■ EXTRACT PROVIDED ■
Tag Archives: listen

Press In

“Do you think we’ve visited long enough?” she asked me, quietly.  Flashed across my friend’s forehead was a wrinkle of concern.  I blinked back my surprise.

Full two hours earlier:  

Nine-year-old Hamza sprinted down the bannister-free stairs and into her arms.  “Miss Joanne!  Miss Joanne!”  His exuberance was equivalent to a winning goal-scorer in a World Cup finals match.

He seized her hand, leading his teacher– and me– proudly up to the second-story apartment (amidst her, “Be careful, Hamza– you don’t want to break your arm again on these stairs”), pausing at its broken-concrete threshold so we could slip off our shoes.  We entered in to kisses from mother, warm welcome from father, shy hello from sister.

Before we could sip the first cup of sweet tea, Hamza– from his position of love and honor at Joanne’s side– asked what they would be doing in school tomorrow.  “You have two more WEEKS of vacation,” Joanne laughed.

Hamza grinned.  “So what are we doing in two weeks?”

Last year, in a community center just a few hours away from my basement apartment, an informal “school” began with Joanne and three other teachers.  They provide free education to 30 displaced children, whose families dwell in apartments across this border town; the concrete of these homes is cold in the winter.  But it is better than the tents of the refugee camps, where most of them started out.  The war not only removed people from their native lands but also ravaged routines, like going to school.  So Joanne’s second-grade class includes students as old as 12.

Others have no place to go.  One mother arrived at the center on “registration day,” seeking help for her household, which included her 15- and 16-year-old daughters.  I asked if they were able to attend a school.  “They have not been in school for a year and a half– since we left home.”  She suddenly began to weep.  “Their future is gone.”

Just like I witnessed last summer, local leaders still fill trucks with mattresses, blankets, gas bottles, stoves, and now heaters.  Then they empty them, little by little, into the homes of the displaced.

IMG_4162One of the leaders, Baha, asked me to come with him for “distribution.”  Culturally, men should try to avoid going by themselves to a female-headed home (culturally, Baha also felt that as a woman i should not lift anything heavier than a blanket into the truck… but that’s a second story).  Many of those who registered for help, like the woman with the teenage daughters, have homes that fit this description; the husbands either remain in war-torn areas, or are dead.  So with another volunteer– to guard the truck while we were inside peoples’ houses– we headed out.

■ SUPPLIED RECORDS ■

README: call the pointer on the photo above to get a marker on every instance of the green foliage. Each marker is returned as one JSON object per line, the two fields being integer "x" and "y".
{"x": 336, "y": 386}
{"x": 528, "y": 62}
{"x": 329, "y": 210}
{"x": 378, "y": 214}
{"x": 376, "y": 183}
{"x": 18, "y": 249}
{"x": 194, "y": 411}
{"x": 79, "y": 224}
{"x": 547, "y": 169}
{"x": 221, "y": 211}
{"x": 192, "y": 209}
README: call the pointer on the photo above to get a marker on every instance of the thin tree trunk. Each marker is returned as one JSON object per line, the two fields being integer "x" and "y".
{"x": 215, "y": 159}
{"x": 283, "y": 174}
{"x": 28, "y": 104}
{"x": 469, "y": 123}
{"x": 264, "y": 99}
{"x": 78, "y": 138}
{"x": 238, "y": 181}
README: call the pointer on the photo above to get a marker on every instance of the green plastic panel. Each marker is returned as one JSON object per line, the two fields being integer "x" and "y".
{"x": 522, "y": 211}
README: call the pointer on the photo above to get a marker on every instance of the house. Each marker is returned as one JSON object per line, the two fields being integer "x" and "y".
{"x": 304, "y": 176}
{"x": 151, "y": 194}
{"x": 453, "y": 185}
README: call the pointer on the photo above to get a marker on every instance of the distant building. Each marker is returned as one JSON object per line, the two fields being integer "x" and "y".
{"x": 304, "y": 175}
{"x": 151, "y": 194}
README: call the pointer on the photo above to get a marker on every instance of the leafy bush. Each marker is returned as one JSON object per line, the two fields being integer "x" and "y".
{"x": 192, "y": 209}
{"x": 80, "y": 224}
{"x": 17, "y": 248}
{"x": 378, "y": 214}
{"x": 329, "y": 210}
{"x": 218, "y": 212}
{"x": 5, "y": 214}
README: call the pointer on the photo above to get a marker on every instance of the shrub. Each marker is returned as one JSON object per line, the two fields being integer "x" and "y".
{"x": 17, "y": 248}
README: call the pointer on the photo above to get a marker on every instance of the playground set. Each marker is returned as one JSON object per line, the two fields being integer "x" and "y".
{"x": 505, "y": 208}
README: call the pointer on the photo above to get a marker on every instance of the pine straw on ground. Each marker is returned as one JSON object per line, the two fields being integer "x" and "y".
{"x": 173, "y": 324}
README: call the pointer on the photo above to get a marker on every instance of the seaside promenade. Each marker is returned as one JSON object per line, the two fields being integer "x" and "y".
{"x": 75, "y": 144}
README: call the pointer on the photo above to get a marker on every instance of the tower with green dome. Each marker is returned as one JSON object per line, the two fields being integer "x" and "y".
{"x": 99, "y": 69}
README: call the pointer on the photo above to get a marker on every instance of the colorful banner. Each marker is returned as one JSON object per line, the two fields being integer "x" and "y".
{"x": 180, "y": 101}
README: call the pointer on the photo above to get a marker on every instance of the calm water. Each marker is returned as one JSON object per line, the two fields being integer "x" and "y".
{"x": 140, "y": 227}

■ REQUIREMENTS ■
Retype the passage from the post above about Joanne's school for displaced children, starting at "Full two hours" and ending at "Cup finals match.".

■ FULL OUTPUT ■
Full two hours earlier:  

Nine-year-old Hamza sprinted down the bannister-free stairs and into her arms.  “Miss Joanne!  Miss Joanne!”  His exuberance was equivalent to a winning goal-scorer in a World Cup finals match.